(What you should do):
Exactly as written, copy the lines of the data below from the first through the one containing "Target: tall office building".

(Task data):
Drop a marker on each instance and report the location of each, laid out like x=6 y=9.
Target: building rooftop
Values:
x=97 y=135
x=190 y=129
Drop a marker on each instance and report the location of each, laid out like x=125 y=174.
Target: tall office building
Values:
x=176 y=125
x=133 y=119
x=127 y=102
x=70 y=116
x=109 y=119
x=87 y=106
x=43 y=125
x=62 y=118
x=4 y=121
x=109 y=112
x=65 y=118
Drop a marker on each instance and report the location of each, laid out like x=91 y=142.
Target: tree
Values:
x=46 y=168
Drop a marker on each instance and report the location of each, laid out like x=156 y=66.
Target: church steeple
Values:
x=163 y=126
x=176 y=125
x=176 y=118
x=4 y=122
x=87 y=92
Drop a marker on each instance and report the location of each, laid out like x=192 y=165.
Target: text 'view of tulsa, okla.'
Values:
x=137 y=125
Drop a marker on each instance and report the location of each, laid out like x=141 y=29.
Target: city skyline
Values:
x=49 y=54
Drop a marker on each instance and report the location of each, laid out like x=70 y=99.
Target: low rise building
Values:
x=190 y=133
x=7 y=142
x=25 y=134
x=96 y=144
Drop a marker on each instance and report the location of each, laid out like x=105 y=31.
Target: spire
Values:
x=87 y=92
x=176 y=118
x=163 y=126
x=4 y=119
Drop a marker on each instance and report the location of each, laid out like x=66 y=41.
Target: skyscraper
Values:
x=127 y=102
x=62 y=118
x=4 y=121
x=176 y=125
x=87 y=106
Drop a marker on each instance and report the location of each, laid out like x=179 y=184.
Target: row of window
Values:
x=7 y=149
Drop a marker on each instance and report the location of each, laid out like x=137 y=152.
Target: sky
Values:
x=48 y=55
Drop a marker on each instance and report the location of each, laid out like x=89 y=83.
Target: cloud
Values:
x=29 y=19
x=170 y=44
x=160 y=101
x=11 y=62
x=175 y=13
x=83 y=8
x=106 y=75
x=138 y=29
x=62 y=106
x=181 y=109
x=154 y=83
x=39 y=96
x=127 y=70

(Output for this exercise):
Drop a marker on each instance and report the location of each, laid out like x=6 y=9.
Target: building rooftop
Values:
x=97 y=135
x=190 y=129
Drop a marker on each instance and report the location of each, laid out like x=125 y=174.
Target: tall office building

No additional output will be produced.